- _STATED PROBLEM_
Rewrite the lines of the records with every "chandelier ceiling mount" switched to "pendant light fixture" and nothing else altered. Leave the pictures out of your answer.

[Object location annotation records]
↓↓↓

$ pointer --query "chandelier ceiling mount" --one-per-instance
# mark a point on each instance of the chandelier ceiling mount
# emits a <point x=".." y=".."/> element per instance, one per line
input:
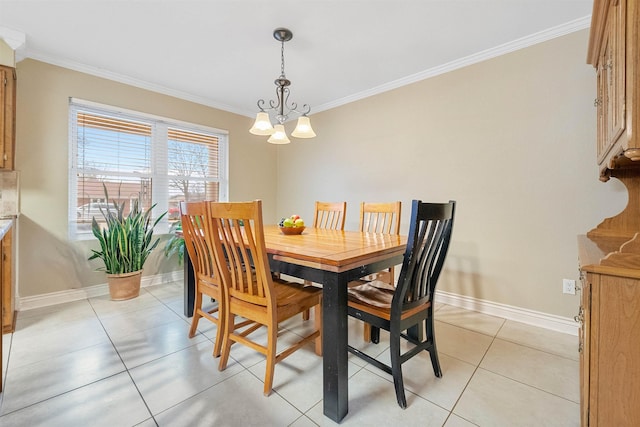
<point x="281" y="106"/>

↑↑↑

- _CORRECT RESULT_
$ pointer --query "pendant light fixture" --one-per-instance
# mark a point on each instance of the pendant light fixture
# emits a <point x=".." y=".."/> element per instance, one per line
input:
<point x="281" y="106"/>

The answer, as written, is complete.